## Source document:
- - - -

From the OS, execute HEY enabling a 10 minute baseline test.

./hey_linux_amd64 -c 1 -z 10m -m POST -D instances.json  -H "Authorization: Bearer $(gcloud auth print-access-token)" -H "Content-Type: application/json" https://us-central1-aiplatform.googleapis.com/v1/projects/$projectid/locations/us-central1/endpoints/${ENDPOINT_ID}:predict

15. Hey Validation (us-west1)

Now that you executed Hey from a compute instance in us-west1 evaluate the results from the following:

HEY results
Vertex Custom Dashboard
Network Intelligence

HEY results

From the OS, lets validate the HEY results based on the 10 minute execution,

17.5826 Requests per secs

99% in 0.0686 secs | 68 ms

10,550 responses with 200 status code

user@west-client:$ ./hey_linux_amd64 -c 1 -z 10m -m POST -D instances.json  -H "Authorization: Bearer $(gcloud auth print-access-token)" -H "Content-Type: application/json" https://us-central1-aiplatform.googleapis.com/v1/projects/$projectid/locations/us-central1/endpoints/${ENDPOINT_ID}:predict

Summary:
  Total:        600.0243 secs
  Slowest:      0.3039 secs
  Fastest:      0.0527 secs
  Average:      0.0569 secs
  Requests/sec: 17.5826
  

Response time histogram:
  0.053 [1]     |
  0.078 [10514] |■■■■■■■■■■■■■■■■■■■■■■■■■■■■■■■■■■■■■■■■
  0.103 [16]    |
  0.128 [4]     |
  0.153 [3]     |
  0.178 [1]     |
  0.203 [0]     |
  0.229 [2]     |
  0.254 [1]     |
  0.279 [5]     |
  0.304 [3]     |


Latency distribution:
  10% in 0.0546 secs
  25% in 0.0551 secs
  50% in 0.0559 secs
  75% in 0.0571 secs
  90% in 0.0596 secs
  95% in 0.0613 secs
  99% in 0.0686 secs

Details (average, fastest, slowest):
  DNS+dialup:   0.0000 secs, 0.0527 secs, 0.3039 secs
  DNS-lookup:   0.0000 secs, 0.0000 secs, 0.0116 secs
  req write:    0.0000 secs, 0.0000 secs, 0.0002 secs
  resp wait:    0.0567 secs, 0.0526 secs, 0.3038 secs
  resp read:    0.0001 secs, 0.0001 secs, 0.0696 secs

Status code distribution:
  [200] 10550 responses

Vertex Custom Dashboard

Navigate to MONITORING → Dashboard and select Vertex Custom Dashboard. Enter 10m or specify you start and stop time. Ensure your Time zone is correct.

- - - -

## Records shown:

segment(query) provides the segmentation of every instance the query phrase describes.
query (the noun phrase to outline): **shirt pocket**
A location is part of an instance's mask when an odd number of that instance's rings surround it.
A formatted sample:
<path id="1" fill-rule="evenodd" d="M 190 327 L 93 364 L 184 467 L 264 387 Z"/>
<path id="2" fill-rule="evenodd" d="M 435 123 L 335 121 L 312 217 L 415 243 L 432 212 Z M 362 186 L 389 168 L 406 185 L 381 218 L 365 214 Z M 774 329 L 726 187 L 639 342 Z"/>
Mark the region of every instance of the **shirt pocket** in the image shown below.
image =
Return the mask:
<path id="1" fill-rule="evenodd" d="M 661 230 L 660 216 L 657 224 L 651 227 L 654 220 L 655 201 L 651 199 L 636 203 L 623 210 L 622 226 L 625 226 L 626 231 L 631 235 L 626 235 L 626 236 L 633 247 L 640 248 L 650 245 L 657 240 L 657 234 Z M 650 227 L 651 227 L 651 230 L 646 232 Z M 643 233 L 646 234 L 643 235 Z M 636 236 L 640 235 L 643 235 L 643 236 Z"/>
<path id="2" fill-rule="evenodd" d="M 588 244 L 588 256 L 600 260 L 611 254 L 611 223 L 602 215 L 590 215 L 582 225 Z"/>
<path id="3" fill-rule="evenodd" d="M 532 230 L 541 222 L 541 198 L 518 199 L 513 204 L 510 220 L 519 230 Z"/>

- - - -

## Exercise requirements:
**a.** Translate this sentence from the HEY load-test walkthrough into Spanish: "Navigate to MONITORING → Dashboard and select Vertex Custom Dashboard."
**b.** Rewrite the stretch of the HEY load-test walkthrough from "From the OS, execute" through "Hey Validation (us-west1)", putting "load" in place of "baseline".
**c.** Please carry the HEY load-test walkthrough forward with the next part, beginning after its final sentence.

## Results for the exercise:
**a.** Vaya a MONITORING → Dashboard y seleccione Vertex Custom Dashboard.

**b.**
From the OS, execute HEY enabling a 10 minute load test.

./hey_linux_amd64 -c 1 -z 10m -m POST -D instances.json  -H "Authorization: Bearer $(gcloud auth print-access-token)" -H "Content-Type: application/json" https://us-central1-aiplatform.googleapis.com/v1/projects/$projectid/locations/us-central1/endpoints/${ENDPOINT_ID}:predict

15. Hey Validation (us-west1)

**c.**
Taking a look at the definition of Prediction Latencies indicates a Server Side metric that measures the total time to respond to the clients request after obtaining a response from the model.

Total latency duration: The total time that a request spends in the service, which is the model latency plus the overhead latency.

In contrast HEY is a client side metrics that takes into account the following parameters:

Client request + Total latency (includes model latency) + Client response

Network Intelligence

Let's now take a look at inter-region network latency reported by Network Intelligence to get an idea of us-west1 to us-central1 latency reported by Google Cloud Platform.

Navigate to Cloud Console Network Intelligence → Performance Dashboard and select the following options detailed in the screenshot below indicating latency from 32 - 39 ms.

HEY us-west1 baseline summary

Comparing the Total latency reports by the test tools yields approximately the same latency reported by HEY. Inter-region latency contributes the bulk of latency. Let's see how the central-client performs in the next series of tests.

Latency Tool	Duration
Network intelligence: us-west1 to us-central1 latency	~32 to 39 ms
Cloud Monitoring: Total prediction latency [99th%]	34.58 ms (99p)
Total latency reported by Google	~ 66.58 to 73.58 ms
HEY client side latency distribution	68ms (99p)

16. Download and execute HEY (us-central1)

In the following section, you will log into the central-client to download and execute HEY against the Online Prediction located in us-central1.

From Cloud Shell, log into the central-client and download HEY

gcloud compute ssh central-client --project=$projectid --zone=us-central1-a --tunnel-through-iap

From the OS, download HEY and update the permissions.

wget https://hey-release.s3.us-east-2.amazonaws.com/hey_linux_amd64
chmod +x hey_linux_amd64

From the OS, create the following variables:

gcloud config list project
gcloud config set project [YOUR-PROJECT-NAME]
projectid=YOUR-PROJECT-NAME
echo $projectid
ENDPOINT_ID="insert-your-endpoint-id-here"

Example:

ENDPOINT_ID="2706243362607857664"

In the following section, you will create an instances.json file using vi editor or nano and insert the data string used to obtain a prediction from the deployed model.

From the west-client OS, create a instances.json file with the data string below:

{"instances": [
  [0.23, 'Ideal', 'E', 'VS2', 61.5, 55.0, 3.95, 3.98, 2.43],
  [0.29, 'Premium', 'J', 'Internally Flawless', 52.5, 49.0, 4.00, 2.13, 3.11]]}

Example:

user@west-client:$ more instances.json 
{"instances": [
  [0.23, 'Ideal', 'E', 'VS2', 61.5, 55.0, 3.95, 3.98, 2.43],
  [0.29, 'Premium', 'J', 'Internally Flawless', 52.5, 49.0, 4.00, 2.13, 3.11]]}

user@west-client:$

Pre-test

From the OS, execute a curl to validate the model and prediction endpoint are working as successful. Note the PSC endpoint IP in the verbose log and HTTP/2 200 indicating success.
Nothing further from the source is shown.